To be done
Count the lines in the listing below that contain the string "house", and reply with only that number.
++++++++++
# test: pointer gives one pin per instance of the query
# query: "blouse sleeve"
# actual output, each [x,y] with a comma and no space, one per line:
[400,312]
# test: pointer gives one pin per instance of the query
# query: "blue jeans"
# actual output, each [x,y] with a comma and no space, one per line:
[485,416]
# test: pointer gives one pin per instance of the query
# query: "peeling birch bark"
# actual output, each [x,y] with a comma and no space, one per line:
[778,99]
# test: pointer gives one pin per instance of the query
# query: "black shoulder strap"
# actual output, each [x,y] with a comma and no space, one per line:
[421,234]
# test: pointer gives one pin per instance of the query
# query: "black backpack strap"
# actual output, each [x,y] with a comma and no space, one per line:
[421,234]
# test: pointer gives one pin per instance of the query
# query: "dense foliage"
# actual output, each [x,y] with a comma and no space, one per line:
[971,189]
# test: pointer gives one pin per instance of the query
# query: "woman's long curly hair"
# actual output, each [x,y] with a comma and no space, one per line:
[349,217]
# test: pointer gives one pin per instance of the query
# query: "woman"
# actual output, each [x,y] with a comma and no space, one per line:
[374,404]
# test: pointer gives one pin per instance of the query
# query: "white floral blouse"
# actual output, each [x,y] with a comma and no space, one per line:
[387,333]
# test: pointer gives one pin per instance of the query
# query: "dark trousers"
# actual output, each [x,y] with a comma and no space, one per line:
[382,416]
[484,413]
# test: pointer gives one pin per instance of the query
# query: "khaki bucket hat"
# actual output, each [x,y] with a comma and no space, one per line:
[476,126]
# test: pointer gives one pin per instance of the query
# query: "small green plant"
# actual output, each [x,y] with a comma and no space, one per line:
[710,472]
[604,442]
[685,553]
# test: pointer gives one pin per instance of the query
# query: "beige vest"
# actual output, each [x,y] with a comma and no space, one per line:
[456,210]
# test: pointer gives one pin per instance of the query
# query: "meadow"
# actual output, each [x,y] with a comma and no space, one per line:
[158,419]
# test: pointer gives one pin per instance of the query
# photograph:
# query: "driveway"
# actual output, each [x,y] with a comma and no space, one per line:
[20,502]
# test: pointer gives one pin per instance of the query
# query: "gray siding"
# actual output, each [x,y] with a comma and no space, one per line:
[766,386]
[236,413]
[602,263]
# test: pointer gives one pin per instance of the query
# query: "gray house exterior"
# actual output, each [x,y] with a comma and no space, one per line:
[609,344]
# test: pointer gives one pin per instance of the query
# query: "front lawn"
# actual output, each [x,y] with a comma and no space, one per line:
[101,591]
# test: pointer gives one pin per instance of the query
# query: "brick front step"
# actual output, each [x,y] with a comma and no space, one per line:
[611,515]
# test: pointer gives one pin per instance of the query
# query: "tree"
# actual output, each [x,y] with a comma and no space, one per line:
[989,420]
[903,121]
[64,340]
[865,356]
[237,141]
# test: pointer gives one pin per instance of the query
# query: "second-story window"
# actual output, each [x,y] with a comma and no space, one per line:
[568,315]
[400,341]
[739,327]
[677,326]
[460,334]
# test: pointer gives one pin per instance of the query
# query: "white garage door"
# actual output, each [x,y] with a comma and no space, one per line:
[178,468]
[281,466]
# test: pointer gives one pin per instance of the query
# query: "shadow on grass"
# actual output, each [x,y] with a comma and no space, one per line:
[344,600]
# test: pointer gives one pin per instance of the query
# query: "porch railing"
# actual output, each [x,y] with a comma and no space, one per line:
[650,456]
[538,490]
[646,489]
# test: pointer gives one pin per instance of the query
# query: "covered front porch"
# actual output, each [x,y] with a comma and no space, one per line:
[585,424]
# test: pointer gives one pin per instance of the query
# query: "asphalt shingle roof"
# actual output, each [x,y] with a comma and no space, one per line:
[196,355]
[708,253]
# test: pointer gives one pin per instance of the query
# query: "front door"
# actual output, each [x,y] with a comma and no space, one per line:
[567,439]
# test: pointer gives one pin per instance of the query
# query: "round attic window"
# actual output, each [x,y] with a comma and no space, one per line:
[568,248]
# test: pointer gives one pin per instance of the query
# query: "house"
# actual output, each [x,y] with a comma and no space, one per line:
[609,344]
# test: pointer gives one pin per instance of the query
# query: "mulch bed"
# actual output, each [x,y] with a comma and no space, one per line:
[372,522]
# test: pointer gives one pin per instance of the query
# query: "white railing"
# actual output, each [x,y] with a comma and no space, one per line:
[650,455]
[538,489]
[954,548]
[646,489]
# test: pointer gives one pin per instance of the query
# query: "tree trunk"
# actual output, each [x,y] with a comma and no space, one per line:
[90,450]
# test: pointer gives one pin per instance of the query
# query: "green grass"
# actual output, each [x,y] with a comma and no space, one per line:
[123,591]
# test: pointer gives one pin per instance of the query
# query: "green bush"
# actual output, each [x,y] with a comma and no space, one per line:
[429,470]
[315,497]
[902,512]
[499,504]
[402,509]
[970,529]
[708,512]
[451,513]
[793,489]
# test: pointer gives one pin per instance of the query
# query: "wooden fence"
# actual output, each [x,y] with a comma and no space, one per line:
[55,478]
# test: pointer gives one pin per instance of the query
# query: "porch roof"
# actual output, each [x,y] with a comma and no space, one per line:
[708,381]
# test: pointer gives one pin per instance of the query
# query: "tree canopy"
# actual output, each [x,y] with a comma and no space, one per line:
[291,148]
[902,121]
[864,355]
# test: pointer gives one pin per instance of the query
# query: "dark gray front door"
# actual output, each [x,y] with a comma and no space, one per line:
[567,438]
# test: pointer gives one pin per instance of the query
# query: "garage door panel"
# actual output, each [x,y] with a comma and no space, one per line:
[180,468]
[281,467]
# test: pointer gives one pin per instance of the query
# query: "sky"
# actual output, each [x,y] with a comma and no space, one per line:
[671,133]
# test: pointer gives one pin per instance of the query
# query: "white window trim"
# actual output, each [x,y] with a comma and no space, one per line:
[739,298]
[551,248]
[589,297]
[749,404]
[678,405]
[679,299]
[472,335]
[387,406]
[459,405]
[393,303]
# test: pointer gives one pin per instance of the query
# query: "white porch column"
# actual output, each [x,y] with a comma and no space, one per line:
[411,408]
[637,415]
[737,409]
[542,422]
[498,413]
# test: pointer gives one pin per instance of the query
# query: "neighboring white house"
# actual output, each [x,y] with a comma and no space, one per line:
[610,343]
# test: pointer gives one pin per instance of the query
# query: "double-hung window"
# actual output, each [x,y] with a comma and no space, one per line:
++++++++++
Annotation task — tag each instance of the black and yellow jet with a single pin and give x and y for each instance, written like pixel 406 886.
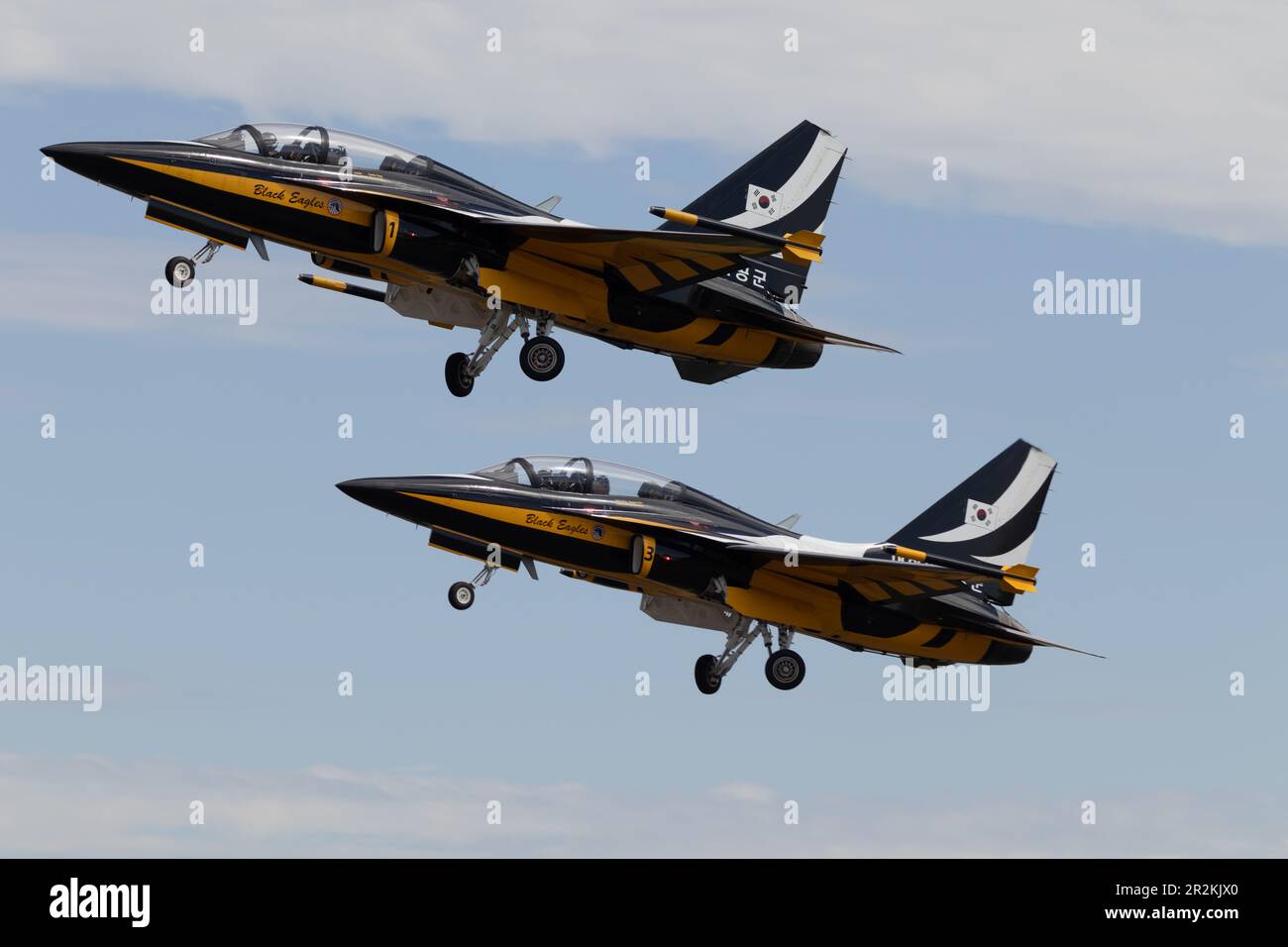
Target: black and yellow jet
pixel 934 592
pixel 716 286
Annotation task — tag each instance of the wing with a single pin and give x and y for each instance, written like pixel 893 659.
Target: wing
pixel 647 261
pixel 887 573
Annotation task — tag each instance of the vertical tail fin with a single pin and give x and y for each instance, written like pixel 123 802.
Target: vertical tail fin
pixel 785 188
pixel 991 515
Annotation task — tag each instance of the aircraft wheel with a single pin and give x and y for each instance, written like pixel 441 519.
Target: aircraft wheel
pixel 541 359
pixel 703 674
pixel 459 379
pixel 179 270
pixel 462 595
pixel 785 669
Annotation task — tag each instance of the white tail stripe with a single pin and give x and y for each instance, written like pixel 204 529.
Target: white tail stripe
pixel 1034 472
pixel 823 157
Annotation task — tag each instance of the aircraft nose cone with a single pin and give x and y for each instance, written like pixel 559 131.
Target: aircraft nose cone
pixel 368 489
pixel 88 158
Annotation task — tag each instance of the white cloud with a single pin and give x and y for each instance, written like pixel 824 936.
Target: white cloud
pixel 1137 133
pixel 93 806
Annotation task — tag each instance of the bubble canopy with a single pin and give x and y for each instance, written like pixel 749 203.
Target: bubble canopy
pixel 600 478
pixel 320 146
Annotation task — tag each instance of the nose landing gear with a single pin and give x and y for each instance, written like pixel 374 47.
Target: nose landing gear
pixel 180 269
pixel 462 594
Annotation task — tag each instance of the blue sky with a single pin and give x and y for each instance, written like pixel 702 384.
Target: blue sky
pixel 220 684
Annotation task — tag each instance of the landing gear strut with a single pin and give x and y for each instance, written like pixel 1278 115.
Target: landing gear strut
++++++++++
Solution to the problem
3